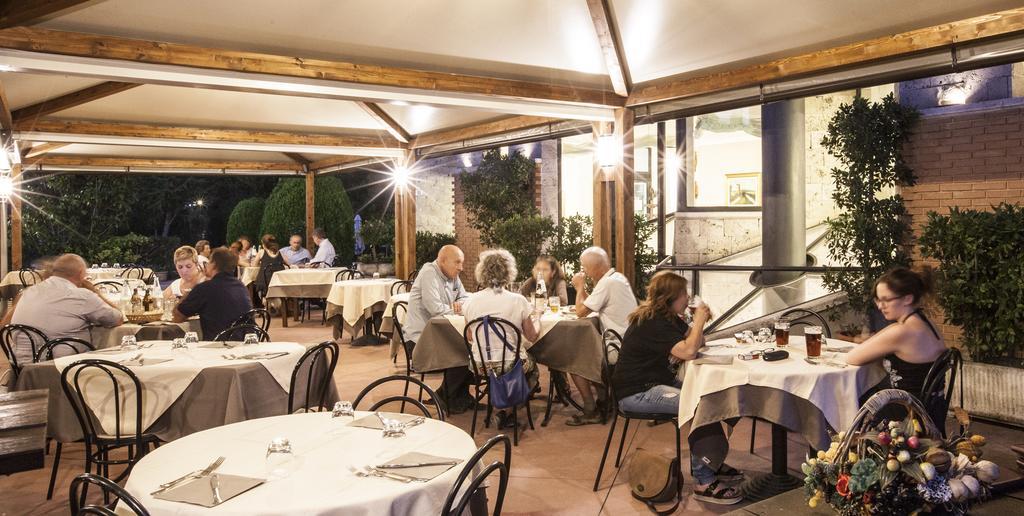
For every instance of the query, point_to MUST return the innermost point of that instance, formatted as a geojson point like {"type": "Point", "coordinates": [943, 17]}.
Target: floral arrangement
{"type": "Point", "coordinates": [893, 469]}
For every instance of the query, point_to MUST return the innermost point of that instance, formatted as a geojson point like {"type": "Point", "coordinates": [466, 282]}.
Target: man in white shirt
{"type": "Point", "coordinates": [64, 305]}
{"type": "Point", "coordinates": [325, 250]}
{"type": "Point", "coordinates": [612, 301]}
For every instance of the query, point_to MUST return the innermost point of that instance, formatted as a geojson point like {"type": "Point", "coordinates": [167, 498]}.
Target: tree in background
{"type": "Point", "coordinates": [285, 212]}
{"type": "Point", "coordinates": [246, 219]}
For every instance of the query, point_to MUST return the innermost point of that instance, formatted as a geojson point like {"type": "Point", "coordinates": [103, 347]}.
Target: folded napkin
{"type": "Point", "coordinates": [717, 359]}
{"type": "Point", "coordinates": [423, 472]}
{"type": "Point", "coordinates": [374, 422]}
{"type": "Point", "coordinates": [200, 490]}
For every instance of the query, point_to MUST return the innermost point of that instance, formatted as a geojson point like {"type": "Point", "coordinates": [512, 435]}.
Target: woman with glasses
{"type": "Point", "coordinates": [909, 346]}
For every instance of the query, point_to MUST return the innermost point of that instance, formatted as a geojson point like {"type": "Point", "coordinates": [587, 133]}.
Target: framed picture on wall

EXERCISE: Report how many lines of the material above contain the string "Target", matching case exactly. Give only the number.

EXERCISE OUTPUT: 6